За Францию я не волнуюсь. Это все равно что волноваться за судьбу земли. Французский дух вечен. Франция вышла за пределы своего физического воплощения. Я не говорю о событиях недавнего времени — о разгроме и унижении или переходе в разряд стран второго сорта. Выход за границы физического существования начался со дня рождения Франции, с того момента, как она осознала: у нее есть нечто за душой, что она может подарить миру. Обычная ошибка иностранцев в суждениях о Франции заключается в том, что они, обвиняя нацию в скупости и алчности, не видят главного. Да, французы бережливы в отношении своей собственности, они не расстаются легко с тем, что поддерживает их существование. Но они охотно делятся плодами своего творчества, что гораздо важнее. Однако они ревниво берегут источник своего бытия. Это и есть мудрость, мудрость народа, любящего землю и идентифицирующего себя с ней. У американцев все наоборот. Они щедро разбрасываются тем, что им не принадлежит, богатствами, которые не заработали. Они безжалостно эксплуатируют землю и соотечественников, а если бы знали как, то разграбили бы и сам Рай. Когда истощен источник существования, от щедрости толку нет. Француз же тщательно оберегает сам сосуд, хранящий дух, что делает его более прижимистым и себе на уме по сравнению с легкомысленными людьми. Но вспомним евангельскую притчу о мудрых и неразумных девах. Со временем, когда то, что сейчас кажется угрозой, станет реальностью, именно к Франции обратимся мы за пищей и вдохновением. Конечно, если французы не уступят современному духу, в чем я сомневаюсь.

§ Исходные данные
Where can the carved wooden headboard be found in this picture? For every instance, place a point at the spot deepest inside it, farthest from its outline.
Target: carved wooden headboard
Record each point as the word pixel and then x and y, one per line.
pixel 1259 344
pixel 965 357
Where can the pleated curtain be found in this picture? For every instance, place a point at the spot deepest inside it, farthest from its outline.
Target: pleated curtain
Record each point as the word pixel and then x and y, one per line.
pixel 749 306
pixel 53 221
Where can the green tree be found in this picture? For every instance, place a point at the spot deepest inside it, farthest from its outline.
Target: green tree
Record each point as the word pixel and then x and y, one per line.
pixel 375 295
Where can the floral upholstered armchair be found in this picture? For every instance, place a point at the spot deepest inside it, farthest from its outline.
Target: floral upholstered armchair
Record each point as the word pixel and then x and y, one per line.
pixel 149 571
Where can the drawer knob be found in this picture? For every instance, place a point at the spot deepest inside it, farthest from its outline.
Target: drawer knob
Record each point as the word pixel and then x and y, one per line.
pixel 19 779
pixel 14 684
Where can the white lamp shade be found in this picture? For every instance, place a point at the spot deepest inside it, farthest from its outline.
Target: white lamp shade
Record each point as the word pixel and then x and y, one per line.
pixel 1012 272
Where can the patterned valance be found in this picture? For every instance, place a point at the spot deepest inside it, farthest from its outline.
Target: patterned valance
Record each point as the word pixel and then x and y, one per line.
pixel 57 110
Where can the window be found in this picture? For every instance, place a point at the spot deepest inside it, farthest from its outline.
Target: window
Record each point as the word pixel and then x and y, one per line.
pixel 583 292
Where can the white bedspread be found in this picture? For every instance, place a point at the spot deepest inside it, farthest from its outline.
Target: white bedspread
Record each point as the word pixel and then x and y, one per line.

§ Список заданий
1. Ответьте по отрывку о Франции на вопросы:
(а) В чём, по словам автора, заключается обычная ошибка иностранцев в суждениях о Франции?
(б) Как, согласно отрывку, американцы обращаются с землёй и соотечественниками?
(в) Какую евангельскую притчу предлагает вспомнить автор?
2. Продолжите отрывок о Франции, начав сразу после его последнего предложения.

§ Выполненные задания
1.
(а) Обвиняя нацию в скупости и алчности, иностранцы не видят главного.
(б) Они безжалостно их эксплуатируют.
(в) Притчу о мудрых и неразумных девах.

2.
Почти сорок лет назад Пеги предупреждал об опасности. «СОВРЕМЕННЫЙ МИР ДЕГРАДИРУЕТ, — выкрикнул он. -В этом его особенность. Я бы даже сказал „призвание“, но не хочу бросать тень на это прекрасное слово». Пеги возвращается к этой мысли вновь и вновь. Он объясняет, как и почему это происходит. И наконец подводит итоги в одном абзаце, вынося приговор нашему миру, который в его время с внушающей тревогу скоростью двигался к гибели:
«Современный мир деградирует. Обесценивается государство, обесценивается человек. Обесценивается любовь, обесценивается женщина. Обесценивается народ, обесцениваются дети. Обесценивается нация, обесценивается семья. Обесценивается даже (вечно наши ограничения) то, что, возможно, труднее всего обесценить — ведь в самой ее природе присутствует некое достоинство, недоступное деградации: обесценивается смерть».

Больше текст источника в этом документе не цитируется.